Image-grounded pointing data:
# # # # #
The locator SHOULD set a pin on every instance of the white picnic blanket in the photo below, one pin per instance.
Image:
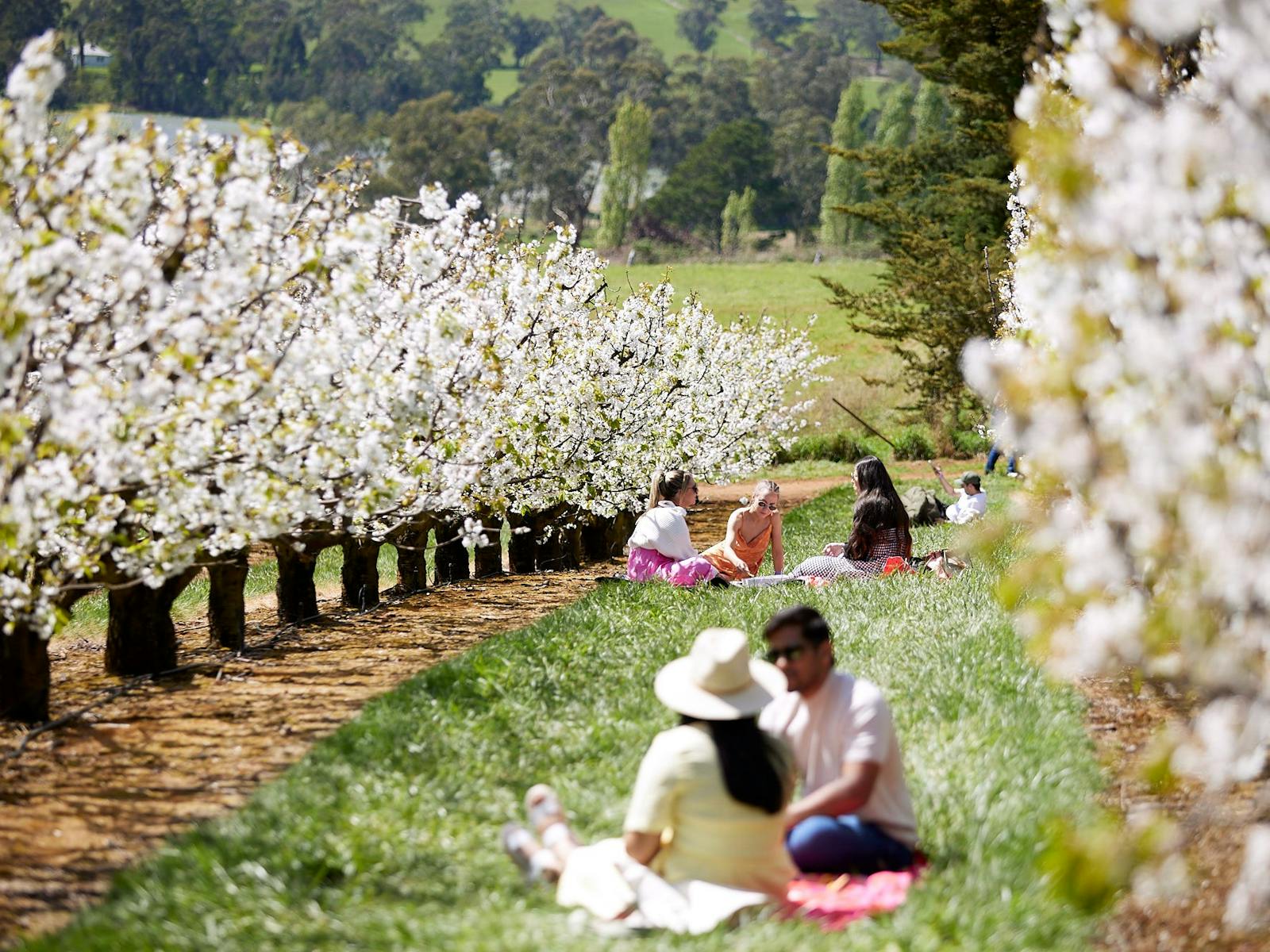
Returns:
(603, 880)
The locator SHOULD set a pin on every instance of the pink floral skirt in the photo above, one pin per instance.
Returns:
(648, 564)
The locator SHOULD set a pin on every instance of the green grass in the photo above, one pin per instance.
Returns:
(385, 837)
(651, 18)
(791, 292)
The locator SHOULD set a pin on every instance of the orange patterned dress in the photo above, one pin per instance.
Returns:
(751, 554)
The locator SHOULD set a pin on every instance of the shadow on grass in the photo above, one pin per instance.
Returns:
(385, 835)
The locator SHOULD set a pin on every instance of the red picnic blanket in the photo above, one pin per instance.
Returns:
(835, 901)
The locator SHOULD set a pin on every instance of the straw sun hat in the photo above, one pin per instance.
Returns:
(718, 681)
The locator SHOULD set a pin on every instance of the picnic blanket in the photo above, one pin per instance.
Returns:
(835, 901)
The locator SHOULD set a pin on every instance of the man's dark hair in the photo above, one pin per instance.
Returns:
(808, 621)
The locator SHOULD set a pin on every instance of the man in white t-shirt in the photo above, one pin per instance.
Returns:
(971, 501)
(854, 814)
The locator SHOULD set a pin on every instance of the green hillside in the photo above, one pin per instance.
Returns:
(651, 18)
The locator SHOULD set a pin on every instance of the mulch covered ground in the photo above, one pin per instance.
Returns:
(93, 797)
(1122, 724)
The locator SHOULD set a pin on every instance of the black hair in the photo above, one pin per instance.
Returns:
(878, 508)
(756, 767)
(816, 630)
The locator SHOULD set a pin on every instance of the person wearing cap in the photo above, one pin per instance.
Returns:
(708, 805)
(971, 501)
(855, 812)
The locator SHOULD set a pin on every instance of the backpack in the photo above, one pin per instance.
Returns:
(921, 505)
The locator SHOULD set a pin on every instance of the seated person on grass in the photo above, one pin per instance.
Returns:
(751, 530)
(971, 501)
(855, 814)
(660, 546)
(879, 530)
(708, 805)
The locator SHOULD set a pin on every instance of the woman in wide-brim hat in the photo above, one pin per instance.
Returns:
(708, 805)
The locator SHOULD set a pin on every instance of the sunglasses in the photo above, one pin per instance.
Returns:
(791, 654)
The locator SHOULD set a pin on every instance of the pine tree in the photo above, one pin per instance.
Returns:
(630, 144)
(845, 182)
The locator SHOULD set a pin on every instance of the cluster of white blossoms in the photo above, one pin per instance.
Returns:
(194, 357)
(1138, 378)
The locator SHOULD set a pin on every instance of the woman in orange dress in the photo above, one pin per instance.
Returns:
(749, 532)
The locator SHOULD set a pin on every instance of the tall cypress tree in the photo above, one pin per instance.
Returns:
(895, 124)
(941, 200)
(845, 182)
(630, 144)
(930, 111)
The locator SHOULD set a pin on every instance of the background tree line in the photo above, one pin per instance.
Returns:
(705, 150)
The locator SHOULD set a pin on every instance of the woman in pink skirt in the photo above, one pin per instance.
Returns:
(660, 547)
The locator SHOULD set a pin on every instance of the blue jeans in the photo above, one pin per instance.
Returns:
(994, 455)
(842, 844)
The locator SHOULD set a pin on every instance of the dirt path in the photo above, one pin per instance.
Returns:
(1122, 724)
(92, 797)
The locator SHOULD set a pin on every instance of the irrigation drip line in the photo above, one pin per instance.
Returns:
(863, 423)
(110, 695)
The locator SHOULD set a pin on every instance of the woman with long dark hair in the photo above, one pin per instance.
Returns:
(708, 805)
(879, 530)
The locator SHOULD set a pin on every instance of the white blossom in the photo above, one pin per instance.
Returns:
(1137, 374)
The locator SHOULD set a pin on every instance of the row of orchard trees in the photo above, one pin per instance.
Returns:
(1138, 374)
(194, 359)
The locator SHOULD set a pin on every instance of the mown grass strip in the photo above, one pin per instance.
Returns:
(385, 835)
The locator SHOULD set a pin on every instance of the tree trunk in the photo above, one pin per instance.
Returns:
(575, 551)
(140, 636)
(595, 539)
(360, 575)
(522, 547)
(619, 532)
(559, 546)
(226, 603)
(550, 543)
(451, 558)
(412, 546)
(489, 559)
(296, 594)
(23, 676)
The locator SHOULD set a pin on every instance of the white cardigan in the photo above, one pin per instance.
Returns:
(666, 531)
# # # # #
What the exercise asks —
For every line in the records above that holds "pink", add one, and report the sum alone.

Response below —
2